** Given records follows **
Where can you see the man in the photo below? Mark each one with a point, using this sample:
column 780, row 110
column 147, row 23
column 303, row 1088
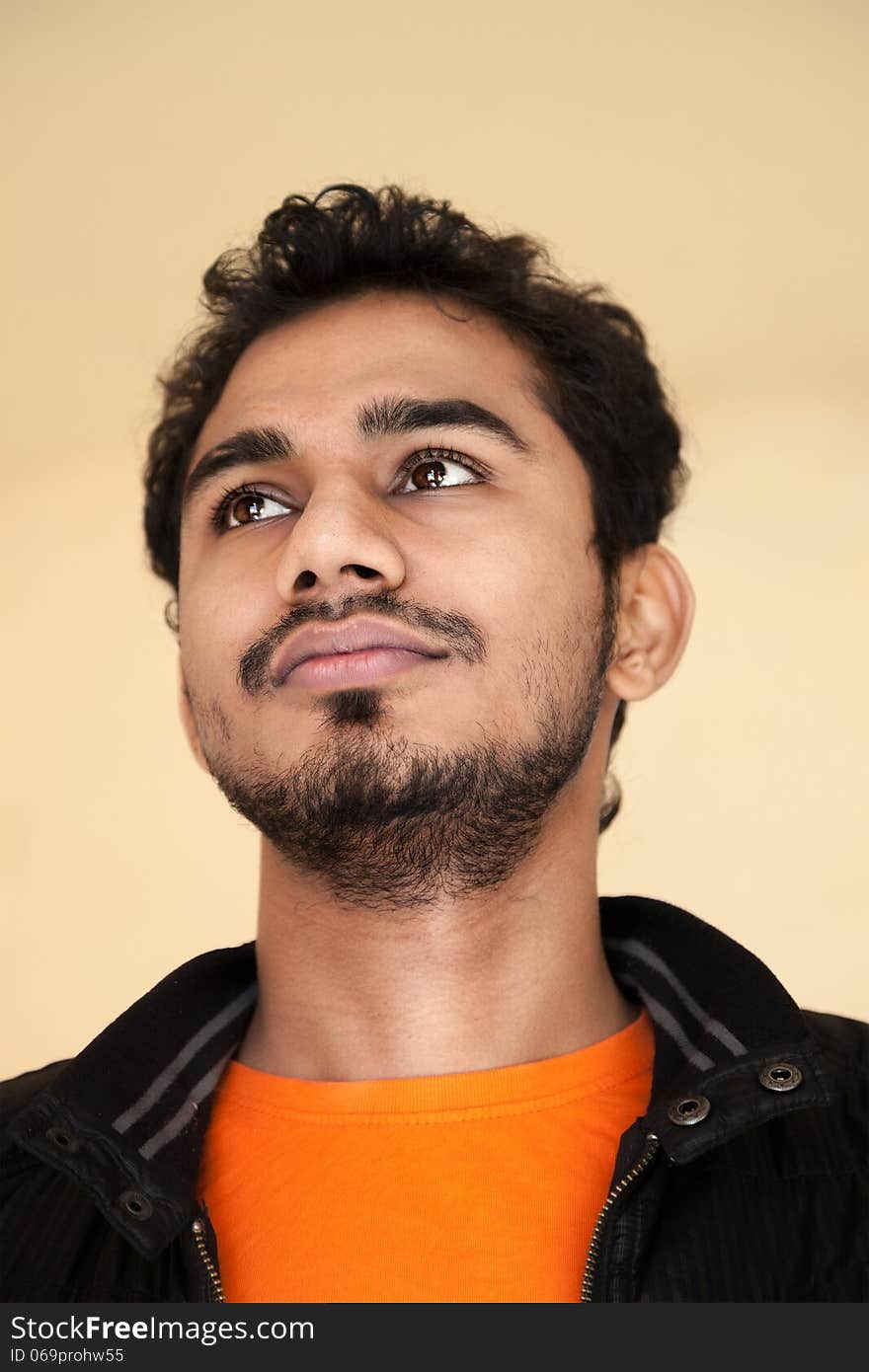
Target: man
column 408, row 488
** End of Given records **
Instructions to follow: Could you set down every record above word for word, leaving out the pictures?

Written response:
Where can you see the man in the photo below? Mark each one with a point, using this sample:
column 780, row 110
column 147, row 23
column 303, row 1088
Target: man
column 408, row 488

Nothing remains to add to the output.